#### Input data ####
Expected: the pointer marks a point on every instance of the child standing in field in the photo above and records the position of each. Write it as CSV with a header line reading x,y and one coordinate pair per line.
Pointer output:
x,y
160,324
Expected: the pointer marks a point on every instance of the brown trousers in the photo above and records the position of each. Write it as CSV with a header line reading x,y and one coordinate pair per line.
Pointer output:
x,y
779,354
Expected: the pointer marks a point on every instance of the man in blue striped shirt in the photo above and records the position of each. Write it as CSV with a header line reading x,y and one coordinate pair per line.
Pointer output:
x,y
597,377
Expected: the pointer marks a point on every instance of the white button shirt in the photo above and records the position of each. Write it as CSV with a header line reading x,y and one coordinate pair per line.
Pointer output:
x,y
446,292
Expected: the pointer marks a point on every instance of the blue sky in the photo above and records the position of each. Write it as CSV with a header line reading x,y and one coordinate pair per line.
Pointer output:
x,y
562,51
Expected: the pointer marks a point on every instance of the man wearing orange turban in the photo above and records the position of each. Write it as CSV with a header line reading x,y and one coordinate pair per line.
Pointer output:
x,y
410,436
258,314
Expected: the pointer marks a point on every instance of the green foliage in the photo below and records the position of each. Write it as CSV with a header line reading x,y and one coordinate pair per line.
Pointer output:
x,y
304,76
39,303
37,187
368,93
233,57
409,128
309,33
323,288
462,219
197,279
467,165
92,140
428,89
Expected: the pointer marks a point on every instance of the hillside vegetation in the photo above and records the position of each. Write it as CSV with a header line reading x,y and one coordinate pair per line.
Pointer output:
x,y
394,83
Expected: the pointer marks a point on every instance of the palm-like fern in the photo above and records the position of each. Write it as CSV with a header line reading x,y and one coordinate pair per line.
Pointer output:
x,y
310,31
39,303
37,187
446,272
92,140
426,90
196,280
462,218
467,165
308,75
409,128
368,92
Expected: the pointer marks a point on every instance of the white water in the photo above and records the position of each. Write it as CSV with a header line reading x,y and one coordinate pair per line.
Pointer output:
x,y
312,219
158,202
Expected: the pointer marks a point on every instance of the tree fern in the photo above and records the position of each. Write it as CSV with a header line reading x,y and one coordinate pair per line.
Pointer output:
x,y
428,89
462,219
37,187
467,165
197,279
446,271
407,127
####
Problem description » Write out every entry above exactly as given.

Finished task »
Expected: the pointer marks a point on every instance of the child standing in field in the photo above and records the position of each. Write it as CSV with a header line reading x,y and one coordinate pair per line.
Pointer output:
x,y
160,324
Expected: the pointer marks a point on every instance of the brown trousers in the photo above and records the position of each. Write it as CSV with a header line reading x,y and one coordinate pair per line.
Pointer output:
x,y
779,354
Expected: the pointer marks a point on every instance of the man in blue striped shirt in the photo above and records the position of each. Write it as CSV with a header line reading x,y and one coordinate pair per line.
Pointer output:
x,y
597,377
Expected: the pointer marks a point on every instance of the white button shirt in the photo above and records the position of each. Write it as CSV with a header line reading x,y and one coordinate pair per line.
Pointer output:
x,y
446,292
Expected: the pointer marks a point on every instance of the blue sky in the photo above and records the position of each. Write it as CSV with a header line reading x,y and one coordinate pair per line.
Pointer output:
x,y
562,51
Expected: the pointer marks a point on every instance of the man wearing orange turban in the photo above and records the position of each. Write it as CSV with a header line reading x,y and one coordinate pair per line.
Pointer output:
x,y
410,436
258,314
Expected: the pointer marks a point on every instance of the green foliage in the photo below and records the position of each. Write it as CSV with a header line reading x,y and one coordinate pair per line.
Pointer output:
x,y
304,76
39,303
37,187
368,93
233,57
409,128
309,33
323,288
462,219
197,279
467,165
92,140
428,89
Expected: the pointer marks a point on every instance of the hillside vegetation in the photo above and records the position of each. Write it as CSV with a header line reading x,y and one coordinate pair per line.
Pointer output:
x,y
394,83
Expected: the pointer marks a point on every instance of the palm-like fern in the photo above and records the position of each. Write it as CSV with a header line reading x,y and one coordinate pair per line.
Pointer output:
x,y
310,31
39,303
37,187
446,272
92,140
426,90
196,280
462,218
467,165
308,75
409,128
368,92
Expected: the pointer marks a point on every instance of the white water in the photo above and records the position of each. Write it as CSV with a header line reading x,y and one coordinate pair per line.
Pointer output:
x,y
312,219
158,202
Expected: the pointer marks a point on every instance of the tree fern in the photo above and records the position of each. Write it as CSV with a header line reading x,y and one coordinate pair per line.
Pointer output:
x,y
428,89
462,219
37,187
467,165
197,279
446,271
407,127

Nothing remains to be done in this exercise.